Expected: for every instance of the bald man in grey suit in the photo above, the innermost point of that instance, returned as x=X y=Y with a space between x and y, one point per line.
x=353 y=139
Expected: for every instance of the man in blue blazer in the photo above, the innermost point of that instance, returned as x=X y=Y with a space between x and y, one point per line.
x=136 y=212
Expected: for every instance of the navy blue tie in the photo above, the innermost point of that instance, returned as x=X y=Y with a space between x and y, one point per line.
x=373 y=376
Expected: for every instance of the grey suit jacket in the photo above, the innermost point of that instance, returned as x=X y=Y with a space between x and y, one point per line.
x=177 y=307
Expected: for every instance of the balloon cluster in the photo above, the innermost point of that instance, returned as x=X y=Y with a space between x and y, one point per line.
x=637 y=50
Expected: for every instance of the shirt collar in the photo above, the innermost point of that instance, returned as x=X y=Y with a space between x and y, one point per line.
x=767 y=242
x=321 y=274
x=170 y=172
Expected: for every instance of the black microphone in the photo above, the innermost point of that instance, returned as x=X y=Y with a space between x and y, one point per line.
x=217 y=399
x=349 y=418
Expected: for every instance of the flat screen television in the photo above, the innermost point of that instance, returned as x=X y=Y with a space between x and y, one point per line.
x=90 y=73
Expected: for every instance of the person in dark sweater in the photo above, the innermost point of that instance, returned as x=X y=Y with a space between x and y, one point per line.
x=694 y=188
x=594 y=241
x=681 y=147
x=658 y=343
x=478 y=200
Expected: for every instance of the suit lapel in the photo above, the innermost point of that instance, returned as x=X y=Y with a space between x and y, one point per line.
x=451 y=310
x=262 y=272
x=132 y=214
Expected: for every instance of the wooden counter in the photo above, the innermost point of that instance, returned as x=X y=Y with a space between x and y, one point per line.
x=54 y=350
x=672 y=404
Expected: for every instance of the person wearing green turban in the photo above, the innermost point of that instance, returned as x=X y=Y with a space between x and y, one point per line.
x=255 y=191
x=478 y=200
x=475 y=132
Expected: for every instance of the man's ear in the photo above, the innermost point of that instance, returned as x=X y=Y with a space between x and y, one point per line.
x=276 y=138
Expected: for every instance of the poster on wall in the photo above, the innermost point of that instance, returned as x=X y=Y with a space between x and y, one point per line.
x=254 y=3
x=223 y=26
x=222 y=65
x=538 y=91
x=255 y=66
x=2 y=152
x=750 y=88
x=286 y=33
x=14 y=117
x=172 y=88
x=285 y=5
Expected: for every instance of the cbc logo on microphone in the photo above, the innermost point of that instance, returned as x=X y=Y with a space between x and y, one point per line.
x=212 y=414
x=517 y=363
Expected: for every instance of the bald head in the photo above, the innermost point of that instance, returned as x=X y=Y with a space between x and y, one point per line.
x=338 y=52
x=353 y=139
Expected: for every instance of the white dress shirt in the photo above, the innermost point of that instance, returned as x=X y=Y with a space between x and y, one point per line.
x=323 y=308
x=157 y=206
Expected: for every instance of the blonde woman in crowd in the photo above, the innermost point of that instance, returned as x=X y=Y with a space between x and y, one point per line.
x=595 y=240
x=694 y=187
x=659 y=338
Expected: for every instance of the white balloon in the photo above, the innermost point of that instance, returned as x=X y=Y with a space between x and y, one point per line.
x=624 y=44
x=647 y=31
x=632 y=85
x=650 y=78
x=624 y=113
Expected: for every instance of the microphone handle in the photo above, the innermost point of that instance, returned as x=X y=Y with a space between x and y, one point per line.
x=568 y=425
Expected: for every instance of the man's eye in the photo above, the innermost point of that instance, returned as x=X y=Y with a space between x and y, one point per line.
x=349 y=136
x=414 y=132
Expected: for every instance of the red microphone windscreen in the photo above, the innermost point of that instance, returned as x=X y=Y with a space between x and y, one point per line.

□ □ □ □ □

Convert every line of the records above into a JSON list of strings, one string per line, leaving out any blank lines.

### Exercise result
[
  "Expected: for every instance of the bald man in grey suit in the photo above, the innermost point of that instance, returned as x=X y=Y with a space between x and y, one point per line.",
  "x=353 y=139",
  "Expected: for every instance of the man in blue blazer in the photo above, the innermost point of that instance, returned as x=X y=Y with a space between x and y, one point per line.",
  "x=136 y=212",
  "Expected: for every instance of the navy blue tie in the photo above, the innermost point of that instance, returned as x=X y=Y with a space between x and y, one point per line.",
  "x=373 y=376",
  "Expected: for every instance of the grey suit jacket in the photo above, the innermost point of that instance, returned as x=X y=Y with a space between x and y, one point per line.",
  "x=177 y=307",
  "Expected: for every instance of the balloon cluster in the photo above, the innermost point of that instance, returned as x=X y=Y with a space between x and y, one point per line.",
  "x=637 y=50",
  "Expected: for every instance of the shirt collar in the photo above, the innermost point of that instance, returned as x=X y=Y with a space between x and y, one point per line.",
  "x=767 y=242",
  "x=321 y=274",
  "x=170 y=172",
  "Expected: for every instance of the black microphone in the photo above, the innermost point of that instance, returned as x=X y=Y with a space between x and y, one point per line.",
  "x=217 y=399",
  "x=349 y=418",
  "Expected: for every instance of the flat screen television in the photo above, the innermost point of that instance, returned as x=X y=Y with a space between x and y, one point per line.",
  "x=90 y=73",
  "Expected: for every instance of the person in dark sweater in the photo above, the innermost point of that instance, returned as x=X y=Y with a space between x and y, one point per line.",
  "x=694 y=188",
  "x=594 y=241",
  "x=681 y=147",
  "x=658 y=343",
  "x=478 y=200",
  "Expected: for every instance of the suit lapel in the photo above, the innermost point of that instance, returned as x=X y=Y with a space between x and y, one point per line.",
  "x=451 y=310",
  "x=262 y=272",
  "x=132 y=214",
  "Expected: for every instance of the wooden counter in the photo above, the innermost point of that instance, returned as x=X y=Y with a space between x and y, one point per line.",
  "x=54 y=350",
  "x=672 y=404",
  "Expected: for every instance of the person wearing green turban in the photo above, the innermost point of that instance, returned as x=X y=Y with a space between x and y, one point per line.",
  "x=255 y=191",
  "x=478 y=200",
  "x=475 y=132",
  "Expected: for every instance of the man's ear in the photo above, the innermost point of that instance, returned as x=X y=Y with a space between x and y, one point per line.",
  "x=276 y=138",
  "Expected: for every instance of the poster on wall in the photo above, the innermost point of that instance, returned as x=X y=Y with a space between x and y, one point per line.",
  "x=254 y=3",
  "x=223 y=26",
  "x=222 y=65",
  "x=538 y=91",
  "x=255 y=66",
  "x=2 y=152",
  "x=750 y=88",
  "x=286 y=33",
  "x=14 y=117",
  "x=172 y=88",
  "x=285 y=5",
  "Expected: for every instance of the cbc logo on microphone in the photo above, the innermost point of that instance, returned as x=X y=Y with a space between x and y, one point per line.",
  "x=212 y=414",
  "x=517 y=363",
  "Expected: for every instance of the bald head in the photo above, the innermost point of that instance, returned as x=X y=Y with a space between x and y, one point per line.",
  "x=338 y=52",
  "x=353 y=139",
  "Expected: for every instance of the white dress shirt in the photo above, the innermost point of that instance, returned as x=X y=Y with a space between x and y, one point per line.",
  "x=323 y=308",
  "x=157 y=206",
  "Expected: for every instance of the blonde woman in crowd in the photo above, the innermost point of that instance, returned as x=X y=Y with a space between x and y, one point per line.",
  "x=595 y=240",
  "x=694 y=187",
  "x=659 y=338",
  "Expected: for every instance of the white balloon in the photo above, the innermost point of that instance, returned as x=X y=Y with a space between x and y, one point per line.",
  "x=624 y=44",
  "x=647 y=31",
  "x=632 y=85",
  "x=650 y=78",
  "x=624 y=113",
  "Expected: for every instance of the microphone handle in the photo above, the innermost point of that instance, returned as x=X y=Y with a space between x and y, one point per line.",
  "x=568 y=425",
  "Expected: for every instance of the man's eye in the photo above, the innermost point of that instance, returned as x=X y=Y with a space between x and y, one point per line.",
  "x=349 y=136",
  "x=414 y=132",
  "Expected: for every instance of the red microphone windscreen in the photo above, the innermost point of that instance, returned as x=X y=Y with a space between x and y, one point per line."
]